> [Excerpt provided]:
Black widow spiders are most recognized for the red hourglass shape under their abdomen. Contrary to legend, female black widow spiders rarely devour the male black widow spider after mating.
Black widow spiders spin their webs near ground level. They often build their webs in protected areas, such as in boxes and in firewood.
Black widow spiders are often found around wood piles and gain entry into a structure when firewood is carried into a building. They are also found under eaves, in boxes, and other areas where they are undisturbed.
The venom of a black widow spider is a neurotoxin and is used as a defense. Black widow spiders do not bite humans instinctively. The black widow spider bite can cause severe pain. Young children and the elderly are especially susceptible to a severe reaction to a black widow spider bite.
Avoid black widow spider bites by wearing heavy gloves when moving items that have been stored for a long period of time. Spiders often hide in shoes, so check shoes and shake them out before wearing. When spider webs are visible, use caution before putting your hands or feet in that area.
The brown recluse spider, Loxosceles reclusa, is a well-known member of the family Sicariidae (formerly placed in a family “Loxoscelidae”).
It is usually between 6–20 mm, but may grow larger. It is brown and sometimes an almost deep yellow color and usually has markings on the dorsal side of its cephalothorax, with a black line coming from it that looks like a violin with the neck of the violin pointing to the rear of the spider, resulting in the nicknames fiddleback spider, brown fiddler or violin spider. Coloring varies from light tan to brown and the violin marking may not be visible.

Saved entries
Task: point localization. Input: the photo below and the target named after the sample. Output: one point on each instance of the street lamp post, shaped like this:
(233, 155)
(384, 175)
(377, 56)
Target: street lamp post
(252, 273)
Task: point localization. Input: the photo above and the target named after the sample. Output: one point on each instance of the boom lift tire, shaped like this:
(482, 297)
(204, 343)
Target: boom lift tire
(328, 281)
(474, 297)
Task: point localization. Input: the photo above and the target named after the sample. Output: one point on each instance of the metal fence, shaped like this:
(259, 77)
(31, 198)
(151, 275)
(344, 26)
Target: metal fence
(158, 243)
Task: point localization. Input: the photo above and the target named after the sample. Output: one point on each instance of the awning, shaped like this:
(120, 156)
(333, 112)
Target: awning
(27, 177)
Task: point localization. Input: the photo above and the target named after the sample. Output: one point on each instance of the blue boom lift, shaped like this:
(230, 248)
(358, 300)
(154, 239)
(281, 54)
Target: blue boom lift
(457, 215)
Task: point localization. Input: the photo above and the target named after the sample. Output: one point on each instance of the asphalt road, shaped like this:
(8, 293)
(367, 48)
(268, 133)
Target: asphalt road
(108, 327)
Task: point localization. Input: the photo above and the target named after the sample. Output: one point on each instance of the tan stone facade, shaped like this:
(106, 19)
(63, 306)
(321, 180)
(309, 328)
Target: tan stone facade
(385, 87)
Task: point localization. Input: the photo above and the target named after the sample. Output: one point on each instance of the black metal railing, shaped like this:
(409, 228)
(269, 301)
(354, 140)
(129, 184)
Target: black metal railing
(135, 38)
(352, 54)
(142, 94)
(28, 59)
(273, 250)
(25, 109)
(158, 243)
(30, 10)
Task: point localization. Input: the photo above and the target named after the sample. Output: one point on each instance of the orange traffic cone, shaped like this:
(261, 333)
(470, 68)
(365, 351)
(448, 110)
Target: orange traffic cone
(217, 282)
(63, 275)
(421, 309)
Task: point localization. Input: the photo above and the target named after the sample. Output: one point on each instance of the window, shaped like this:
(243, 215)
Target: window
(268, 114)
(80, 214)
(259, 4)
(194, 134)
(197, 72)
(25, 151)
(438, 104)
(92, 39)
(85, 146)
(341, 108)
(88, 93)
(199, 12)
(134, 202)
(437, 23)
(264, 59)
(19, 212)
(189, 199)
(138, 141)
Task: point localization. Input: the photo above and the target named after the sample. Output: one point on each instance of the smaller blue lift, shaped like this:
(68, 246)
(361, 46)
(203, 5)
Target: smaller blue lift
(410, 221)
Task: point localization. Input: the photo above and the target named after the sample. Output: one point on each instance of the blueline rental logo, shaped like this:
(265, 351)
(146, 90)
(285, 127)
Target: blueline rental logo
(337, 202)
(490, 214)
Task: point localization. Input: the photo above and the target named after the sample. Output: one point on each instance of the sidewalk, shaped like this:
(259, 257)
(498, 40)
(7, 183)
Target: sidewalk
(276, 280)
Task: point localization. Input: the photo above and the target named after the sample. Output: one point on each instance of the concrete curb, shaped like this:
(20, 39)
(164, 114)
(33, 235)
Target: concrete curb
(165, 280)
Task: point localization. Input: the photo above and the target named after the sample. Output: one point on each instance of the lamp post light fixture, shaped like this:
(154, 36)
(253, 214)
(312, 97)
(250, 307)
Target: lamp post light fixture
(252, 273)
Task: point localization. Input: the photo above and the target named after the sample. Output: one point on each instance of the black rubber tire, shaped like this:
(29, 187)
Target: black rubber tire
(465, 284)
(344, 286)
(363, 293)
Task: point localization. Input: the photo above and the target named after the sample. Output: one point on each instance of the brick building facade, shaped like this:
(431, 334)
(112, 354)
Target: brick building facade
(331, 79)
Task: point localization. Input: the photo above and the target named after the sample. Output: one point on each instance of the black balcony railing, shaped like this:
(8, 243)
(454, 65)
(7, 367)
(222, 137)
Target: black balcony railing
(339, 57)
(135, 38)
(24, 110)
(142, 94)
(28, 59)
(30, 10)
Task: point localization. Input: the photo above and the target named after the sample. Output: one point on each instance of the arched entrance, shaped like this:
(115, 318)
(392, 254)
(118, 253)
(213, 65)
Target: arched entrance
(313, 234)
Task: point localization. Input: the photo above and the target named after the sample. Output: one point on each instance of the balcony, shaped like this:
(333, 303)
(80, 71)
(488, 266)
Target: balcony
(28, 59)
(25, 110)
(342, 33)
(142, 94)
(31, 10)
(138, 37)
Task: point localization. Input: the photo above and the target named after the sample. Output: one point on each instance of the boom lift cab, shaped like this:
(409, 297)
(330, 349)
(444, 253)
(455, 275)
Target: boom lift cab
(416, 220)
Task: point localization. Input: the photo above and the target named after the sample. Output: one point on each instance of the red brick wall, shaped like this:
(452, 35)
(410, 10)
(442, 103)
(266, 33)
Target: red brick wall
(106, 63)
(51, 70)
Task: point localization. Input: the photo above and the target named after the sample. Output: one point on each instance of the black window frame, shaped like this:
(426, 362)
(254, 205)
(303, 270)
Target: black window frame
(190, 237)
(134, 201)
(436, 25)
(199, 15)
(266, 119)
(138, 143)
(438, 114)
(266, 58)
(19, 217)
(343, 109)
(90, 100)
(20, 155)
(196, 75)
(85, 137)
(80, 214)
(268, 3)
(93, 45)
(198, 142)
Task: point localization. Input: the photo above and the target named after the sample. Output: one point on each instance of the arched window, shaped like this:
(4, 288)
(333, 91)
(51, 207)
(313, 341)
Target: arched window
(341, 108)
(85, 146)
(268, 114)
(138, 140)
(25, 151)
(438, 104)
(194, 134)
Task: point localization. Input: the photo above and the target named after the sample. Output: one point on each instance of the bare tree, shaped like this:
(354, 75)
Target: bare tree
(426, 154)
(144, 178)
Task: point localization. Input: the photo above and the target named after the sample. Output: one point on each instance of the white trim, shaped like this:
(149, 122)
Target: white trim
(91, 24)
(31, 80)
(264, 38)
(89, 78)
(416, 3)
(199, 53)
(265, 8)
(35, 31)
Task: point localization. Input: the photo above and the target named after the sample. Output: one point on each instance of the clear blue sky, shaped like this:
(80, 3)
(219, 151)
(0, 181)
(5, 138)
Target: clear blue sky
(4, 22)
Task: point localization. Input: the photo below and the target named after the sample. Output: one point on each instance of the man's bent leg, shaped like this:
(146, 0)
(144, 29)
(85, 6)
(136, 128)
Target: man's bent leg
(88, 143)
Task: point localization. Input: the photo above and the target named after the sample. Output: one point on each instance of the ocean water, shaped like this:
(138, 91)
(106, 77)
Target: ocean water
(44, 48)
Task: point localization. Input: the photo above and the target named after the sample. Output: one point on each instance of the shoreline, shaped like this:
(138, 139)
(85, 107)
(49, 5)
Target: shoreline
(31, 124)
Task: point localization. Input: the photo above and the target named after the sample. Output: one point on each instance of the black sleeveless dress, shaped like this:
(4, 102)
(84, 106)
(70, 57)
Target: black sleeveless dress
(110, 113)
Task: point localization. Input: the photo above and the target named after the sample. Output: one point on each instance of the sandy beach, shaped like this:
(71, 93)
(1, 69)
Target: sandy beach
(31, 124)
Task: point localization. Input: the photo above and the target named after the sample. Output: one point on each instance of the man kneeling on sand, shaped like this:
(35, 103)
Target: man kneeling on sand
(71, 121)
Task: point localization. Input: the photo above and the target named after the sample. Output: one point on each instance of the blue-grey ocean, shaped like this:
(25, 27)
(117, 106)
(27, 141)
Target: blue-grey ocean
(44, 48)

> [Work instruction 1]: In the spider passage, at what height do black widow spiders spin their webs?
> [Work instruction 2]: Copy the spider passage word for word, starting with "Black widow spiders spin" and going on through "widow spider bite.".
The items are separate material, apart from the spider passage.

> [Answer box 1]: Black widow spiders spin their webs near ground level.

> [Answer box 2]:
Black widow spiders spin their webs near ground level. They often build their webs in protected areas, such as in boxes and in firewood.
Black widow spiders are often found around wood piles and gain entry into a structure when firewood is carried into a building. They are also found under eaves, in boxes, and other areas where they are undisturbed.
The venom of a black widow spider is a neurotoxin and is used as a defense. Black widow spiders do not bite humans instinctively. The black widow spider bite can cause severe pain. Young children and the elderly are especially susceptible to a severe reaction to a black widow spider bite.